======== Record set
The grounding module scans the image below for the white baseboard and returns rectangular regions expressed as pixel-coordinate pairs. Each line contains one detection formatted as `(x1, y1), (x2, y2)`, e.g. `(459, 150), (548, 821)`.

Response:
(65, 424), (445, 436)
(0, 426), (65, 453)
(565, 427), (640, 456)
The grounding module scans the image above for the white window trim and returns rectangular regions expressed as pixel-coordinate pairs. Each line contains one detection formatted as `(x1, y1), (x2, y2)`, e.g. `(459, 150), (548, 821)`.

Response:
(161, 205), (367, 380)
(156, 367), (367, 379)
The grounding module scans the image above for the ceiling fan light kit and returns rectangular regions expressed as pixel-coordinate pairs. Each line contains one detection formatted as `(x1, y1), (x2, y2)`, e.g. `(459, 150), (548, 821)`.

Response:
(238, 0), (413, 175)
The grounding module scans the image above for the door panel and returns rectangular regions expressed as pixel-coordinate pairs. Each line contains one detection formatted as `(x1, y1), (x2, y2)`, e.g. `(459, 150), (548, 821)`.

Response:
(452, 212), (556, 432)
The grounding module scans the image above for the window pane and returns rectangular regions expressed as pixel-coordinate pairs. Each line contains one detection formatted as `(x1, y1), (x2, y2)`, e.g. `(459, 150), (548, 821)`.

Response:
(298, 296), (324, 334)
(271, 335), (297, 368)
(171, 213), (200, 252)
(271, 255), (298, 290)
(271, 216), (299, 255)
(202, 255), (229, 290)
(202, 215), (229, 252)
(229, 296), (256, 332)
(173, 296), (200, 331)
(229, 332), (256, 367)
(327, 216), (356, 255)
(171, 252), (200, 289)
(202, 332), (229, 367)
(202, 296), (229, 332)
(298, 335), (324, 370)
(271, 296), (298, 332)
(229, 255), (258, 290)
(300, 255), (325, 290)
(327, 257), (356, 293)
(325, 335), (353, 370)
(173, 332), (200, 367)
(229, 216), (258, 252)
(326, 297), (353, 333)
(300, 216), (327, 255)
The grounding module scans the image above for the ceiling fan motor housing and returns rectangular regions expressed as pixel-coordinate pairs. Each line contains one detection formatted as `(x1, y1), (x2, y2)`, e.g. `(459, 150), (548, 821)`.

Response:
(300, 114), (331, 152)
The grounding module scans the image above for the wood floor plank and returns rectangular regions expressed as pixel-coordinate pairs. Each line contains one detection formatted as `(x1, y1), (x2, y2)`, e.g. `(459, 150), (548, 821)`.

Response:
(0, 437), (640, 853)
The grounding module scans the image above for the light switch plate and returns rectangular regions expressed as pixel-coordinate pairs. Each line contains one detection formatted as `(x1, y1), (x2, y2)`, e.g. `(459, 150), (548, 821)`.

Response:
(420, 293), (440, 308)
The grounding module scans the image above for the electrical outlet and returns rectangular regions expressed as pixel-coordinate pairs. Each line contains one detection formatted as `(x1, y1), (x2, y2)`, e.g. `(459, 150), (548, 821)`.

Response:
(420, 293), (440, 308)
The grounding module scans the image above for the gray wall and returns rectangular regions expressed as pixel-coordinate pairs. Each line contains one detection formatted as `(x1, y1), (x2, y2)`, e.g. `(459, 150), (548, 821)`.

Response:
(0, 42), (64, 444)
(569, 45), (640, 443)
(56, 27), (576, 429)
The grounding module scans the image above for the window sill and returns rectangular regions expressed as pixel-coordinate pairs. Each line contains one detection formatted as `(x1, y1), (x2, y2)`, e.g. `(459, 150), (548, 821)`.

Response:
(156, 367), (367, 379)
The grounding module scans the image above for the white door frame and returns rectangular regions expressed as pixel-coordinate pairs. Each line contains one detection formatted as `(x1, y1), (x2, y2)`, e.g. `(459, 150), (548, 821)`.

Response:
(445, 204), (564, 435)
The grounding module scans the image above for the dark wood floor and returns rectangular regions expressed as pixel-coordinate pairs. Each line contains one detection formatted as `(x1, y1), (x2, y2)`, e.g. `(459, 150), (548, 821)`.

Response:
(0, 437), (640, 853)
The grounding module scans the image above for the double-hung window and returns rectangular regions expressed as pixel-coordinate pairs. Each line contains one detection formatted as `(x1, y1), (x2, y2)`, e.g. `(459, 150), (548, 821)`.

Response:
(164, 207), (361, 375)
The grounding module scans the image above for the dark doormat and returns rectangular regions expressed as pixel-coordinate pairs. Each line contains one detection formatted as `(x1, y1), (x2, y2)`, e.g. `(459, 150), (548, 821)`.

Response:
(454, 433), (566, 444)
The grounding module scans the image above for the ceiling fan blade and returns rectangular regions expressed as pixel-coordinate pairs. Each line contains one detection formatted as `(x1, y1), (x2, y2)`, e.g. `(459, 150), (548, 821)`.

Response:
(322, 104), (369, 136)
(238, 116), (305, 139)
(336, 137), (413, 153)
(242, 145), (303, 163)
================
======== Record set
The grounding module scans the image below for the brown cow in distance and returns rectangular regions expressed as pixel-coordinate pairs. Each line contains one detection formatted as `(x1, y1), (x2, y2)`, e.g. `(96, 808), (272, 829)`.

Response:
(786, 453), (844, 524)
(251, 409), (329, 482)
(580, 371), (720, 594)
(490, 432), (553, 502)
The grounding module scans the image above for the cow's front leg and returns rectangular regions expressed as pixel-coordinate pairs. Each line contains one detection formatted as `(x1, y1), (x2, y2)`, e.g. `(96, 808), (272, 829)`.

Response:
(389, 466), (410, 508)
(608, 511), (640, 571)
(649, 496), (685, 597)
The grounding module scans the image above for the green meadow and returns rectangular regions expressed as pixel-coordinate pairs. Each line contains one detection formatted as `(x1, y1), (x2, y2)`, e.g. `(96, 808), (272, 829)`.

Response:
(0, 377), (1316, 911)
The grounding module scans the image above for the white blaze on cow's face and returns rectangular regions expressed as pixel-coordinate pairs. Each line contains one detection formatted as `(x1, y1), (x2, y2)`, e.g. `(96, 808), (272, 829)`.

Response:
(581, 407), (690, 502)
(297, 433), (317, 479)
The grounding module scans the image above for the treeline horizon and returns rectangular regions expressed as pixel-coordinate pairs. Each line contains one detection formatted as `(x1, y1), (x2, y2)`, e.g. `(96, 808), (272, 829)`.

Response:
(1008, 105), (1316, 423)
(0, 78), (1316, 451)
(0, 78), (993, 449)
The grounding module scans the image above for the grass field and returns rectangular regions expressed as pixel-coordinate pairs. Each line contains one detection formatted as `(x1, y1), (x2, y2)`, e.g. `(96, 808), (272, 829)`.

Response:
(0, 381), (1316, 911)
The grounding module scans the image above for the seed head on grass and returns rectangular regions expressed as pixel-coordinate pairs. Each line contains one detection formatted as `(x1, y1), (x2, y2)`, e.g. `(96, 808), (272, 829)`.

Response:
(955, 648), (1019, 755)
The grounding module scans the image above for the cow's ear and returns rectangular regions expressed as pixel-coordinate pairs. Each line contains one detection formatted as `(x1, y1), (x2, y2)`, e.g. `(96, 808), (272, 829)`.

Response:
================
Please recast the entries between the lines holding "ceiling fan blade" and "(242, 145), (303, 163)", inclusive, as a two-column CSV with the columns input and output. Give one row per entry, with its text and its answer each in a single quoted field and line breaks turned into spaces.

= Solution to this exercise =
input,output
"The grounding module scans the image above for the ceiling fan blade and returns rectangular regions expressed as pixel-coordinate pairs. Each line contains one detection formatted as `(x1, y1), (x2, y2)`, e.g. `(459, 150), (548, 821)`. Response:","(322, 104), (369, 136) (238, 116), (305, 139) (336, 137), (413, 153) (242, 145), (303, 163)"